**Contour labeling items:**
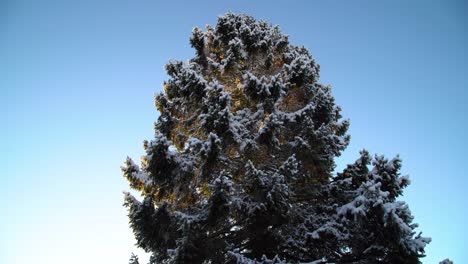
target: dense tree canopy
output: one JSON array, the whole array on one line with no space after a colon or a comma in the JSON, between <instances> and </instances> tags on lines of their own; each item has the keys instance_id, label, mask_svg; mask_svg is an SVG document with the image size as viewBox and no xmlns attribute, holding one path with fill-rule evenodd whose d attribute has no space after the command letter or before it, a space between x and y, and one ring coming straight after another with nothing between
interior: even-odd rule
<instances>
[{"instance_id":1,"label":"dense tree canopy","mask_svg":"<svg viewBox=\"0 0 468 264\"><path fill-rule=\"evenodd\" d=\"M430 239L397 199L401 160L362 151L333 173L349 123L307 49L233 13L190 43L165 67L141 166L122 167L151 263L419 263Z\"/></svg>"}]
</instances>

**JOB:**
Please pick out and copy every line of the items above that contains the string "evenodd". Case matters.

**WRITTEN ANSWER:**
output: one JSON array, the whole array on one line with no space after a colon or a comma in the JSON, between <instances> and </instances> tags on lines of their own; each item has the keys instance_id, label, mask_svg; mask_svg is an SVG document with the image size as viewBox and no xmlns attribute, holding one path with fill-rule evenodd whose d attribute has no space after the command letter or before it, a space between x and y, and one ring coming straight after another with nothing between
[{"instance_id":1,"label":"dense tree canopy","mask_svg":"<svg viewBox=\"0 0 468 264\"><path fill-rule=\"evenodd\" d=\"M430 239L397 199L401 160L362 151L333 173L349 123L307 49L233 13L190 43L165 67L141 166L122 167L151 263L419 263Z\"/></svg>"}]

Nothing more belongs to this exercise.